Sem contar o chá da Camellia sinensis é uma das mais antigas bebidas preparadas pelo homem, se a gente pensar nos registros da história, que remontam 5 mil anos. E é também o mais estudado no planeta. Hoje, precisamente, existem perto de 30 mil pesquisas publicadas sobre seus benefícios para a saúde. Portanto, não há como negá-los. Mas a erva-mate ou Ilex paraguariensis —  que os colonizadores conheceram por intermédio de índios, como os guarani, que viviam no extremo sul do continente — surpreendeu pra valer.

No caso, toda a pesquisa foi feita em cima do chimarrão, que é objeto de estudos da cardiologista Vera Portal e de sua equipe no Instituto de  Cardiologia gaúcho há um bom tempo. Ali, trabalhos anteriores já tinham demonstrado que o hábito de tomar o chimarrão diminuía os níveis de colesterol e de pressão arterial.

O biomédico Guilherme Balsan brinca que pegou o bonde andando na linha de pesquisa, na qual se envolveu para fazer o seu doutorado. Mas a missão que lhe foi entregue fez enorme diferença: a partir de amostras de sangue congeladas em fases anteriores dessa da longa investigação sobre o chimarrão, ele foi caçar moléculas que poderiam justificar os efeitos proclamados. E, comparando-as, encontrou duas substâncias  que pareciam estar sempre diferentes, para melhor, entre os fãs da erva-mate.

Uma delas era a leptina, secretada pelas células de gordura do corpo e famosa por promover saciedade. Na verdade, a leptina também tem um tremendo papel antiinflamatório. Outra molécula é a paraoxonase-1, ou simplesmente PON-1, geralmente encontrada em níveis baixíssimos em quem sofreu um infarto. Com esses dois alvos definidos, os cientistas partiram para a ação.

Os voluntários foram divididos em três grupos. Um deles foi orientado a, durante dois meses,  tomar 1 litro de chimarrão por dia. Seus integrantes tinham de colocar exatas 87,5 gramas de erva-mate na tradicional cuia ou cerca de 15 colheres de sopa. Sobre as folhas, derramavam 500 mililitros de água bem, beeem quente. Outra cuia era preparada do mesmo jeito ao longo do dia para completar 1 litro.

O grupo do chá verde, por sua vez, recebeu instruções para preparar uma infusão com 1 grama de folhas em 200 mililitros de água e fizeram isso cinco vezes por dia para completar 1 litro, assim como a terceira turma que engoliu um chá de maçã para se checar um eventual efeito placebo.

Ah, sim, todos os participantes foram proibidos de deixar que qualquer pessoa provasse da sua bebida. Não por nada: a experiência foi rigorosa e ninguém podia sorver nem sequer uma gota a menos do que a quantidade prescrita todo santo dia.

════════

#### AÇÃO NECESSÁRIA A
No texto sobre a pesquisa com chimarrão, por quanto tempo o grupo do chimarrão deveria tomar 1 litro da bebida por dia?
#### AÇÃO NECESSÁRIA B
Dê prosseguimento ao texto sobre a pesquisa com chimarrão a partir do ponto em que ele termina.

#### DADOS FORNECIDOS
════════

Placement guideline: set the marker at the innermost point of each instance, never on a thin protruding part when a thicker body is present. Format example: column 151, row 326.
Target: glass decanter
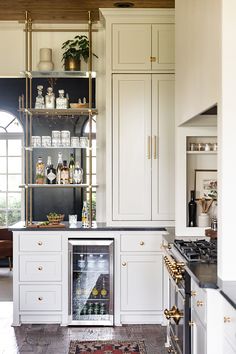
column 39, row 102
column 50, row 99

════════

#### CAMPO DE RESPOSTA A
Durante dois meses.

#### CAMPO DE RESPOSTA B
A maior surpresa veio no exame dos níveis da PON-1 na circulação. Em que tomou chimarrão, eles aumentaram, em média, 9,7%. E preciso dizer que, quando essa molécula sobe, o HDL, apelidado de colesterol bom, também tende a aumentar. Não deu outra: foi o que aconteceu, mas só entre os consumidores da erva-mate. O chá verde mal abalou a PON-1, muito menos a leptina.

Será então que a bebida oriental não funciona e que tudo o que se fala de bom sobre ela pode ser esquecido? Longe disso. "Isso significa apenas que, se o chá verdade já faz bem, dá para imaginar o potencial da erva-mate, que, como a folha da Camelia sinensis, também é repleta de compostos fenólicos e, ao que tudo indica, com um poder antioxidante ainda maior", diz Guilherme Balsan, que sonha ver bebida símbolo do seu estado ganhar outras regiões do planeta, conquistando consumidores sedentos por prevenção, como aconteceu com o próprio chá verde.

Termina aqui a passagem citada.